### Objective
Copy out each of the records below line for line, with no change to any word, number, or symbol.
-- start of Supplied records --
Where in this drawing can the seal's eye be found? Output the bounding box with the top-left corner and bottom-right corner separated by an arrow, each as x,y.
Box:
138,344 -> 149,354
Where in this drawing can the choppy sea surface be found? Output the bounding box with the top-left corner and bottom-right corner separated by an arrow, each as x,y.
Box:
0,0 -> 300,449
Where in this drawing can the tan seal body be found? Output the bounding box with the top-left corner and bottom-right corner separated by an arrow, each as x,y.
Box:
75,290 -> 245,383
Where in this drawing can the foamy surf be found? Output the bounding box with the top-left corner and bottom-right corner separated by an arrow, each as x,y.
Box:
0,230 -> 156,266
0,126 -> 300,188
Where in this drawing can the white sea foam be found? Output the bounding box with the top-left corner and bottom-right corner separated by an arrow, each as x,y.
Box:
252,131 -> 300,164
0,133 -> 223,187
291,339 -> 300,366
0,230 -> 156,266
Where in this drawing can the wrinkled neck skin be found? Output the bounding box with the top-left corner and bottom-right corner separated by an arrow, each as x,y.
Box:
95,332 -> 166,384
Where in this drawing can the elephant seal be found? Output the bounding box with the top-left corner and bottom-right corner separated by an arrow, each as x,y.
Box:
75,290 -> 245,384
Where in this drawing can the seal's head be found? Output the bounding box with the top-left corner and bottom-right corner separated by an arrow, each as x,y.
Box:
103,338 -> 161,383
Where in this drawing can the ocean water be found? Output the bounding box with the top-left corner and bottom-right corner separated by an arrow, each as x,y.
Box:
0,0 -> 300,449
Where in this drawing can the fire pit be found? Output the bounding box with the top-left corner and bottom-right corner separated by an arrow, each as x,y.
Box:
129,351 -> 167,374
-- end of Supplied records --
### Expected output
Where in this drawing can the seal's eye be found? Output the bounding box with the top-left corner and bottom-right corner separated by an arrow, each as x,y.
Box:
138,344 -> 149,354
Where in this drawing can the choppy sea surface be found? Output the bounding box with the top-left corner and bottom-right corner separated by an arrow, each as x,y.
Box:
0,0 -> 300,449
Where in this drawing can the tan seal body be found? Output the bounding box with the top-left corner and bottom-right corner separated by an arrow, each as x,y.
Box:
75,290 -> 245,383
Where in this drawing can the foamy surf be found? Output the bounding box with the top-left corner and bottom-right corner separated by an arrow, each as x,y.
Box:
0,230 -> 156,266
0,126 -> 300,188
Where in this drawing can the white sea foam be found? Output the bounding box with the top-left corner and bottom-right corner separated by an arrow, each as x,y.
Box:
252,131 -> 300,164
0,133 -> 223,187
291,339 -> 300,366
0,230 -> 156,266
Where in this drawing can the wrinkled neck skin be found? Output the bounding box with the top-left corner and bottom-right corner separated by an arrow, each as x,y.
Box:
95,332 -> 166,384
Where in this drawing can the elephant seal be found? Output the bounding box with the top-left corner and bottom-right corner separated by an arrow, each as x,y.
Box:
75,290 -> 245,384
Where in this drawing can the seal's head be found? Output the bounding box with the top-left corner and bottom-right corner separated by an arrow, each as x,y.
Box:
103,338 -> 161,383
Where in this drawing can the ocean water be found? Output the bounding box with the top-left corner and bottom-right corner separated by an arrow, each as x,y.
Box:
0,0 -> 300,449
Where in this drawing can the fire pit be found? Output the bounding box with the top-left corner and bottom-right corner separated by an arrow, each as x,y.
Box:
129,351 -> 167,374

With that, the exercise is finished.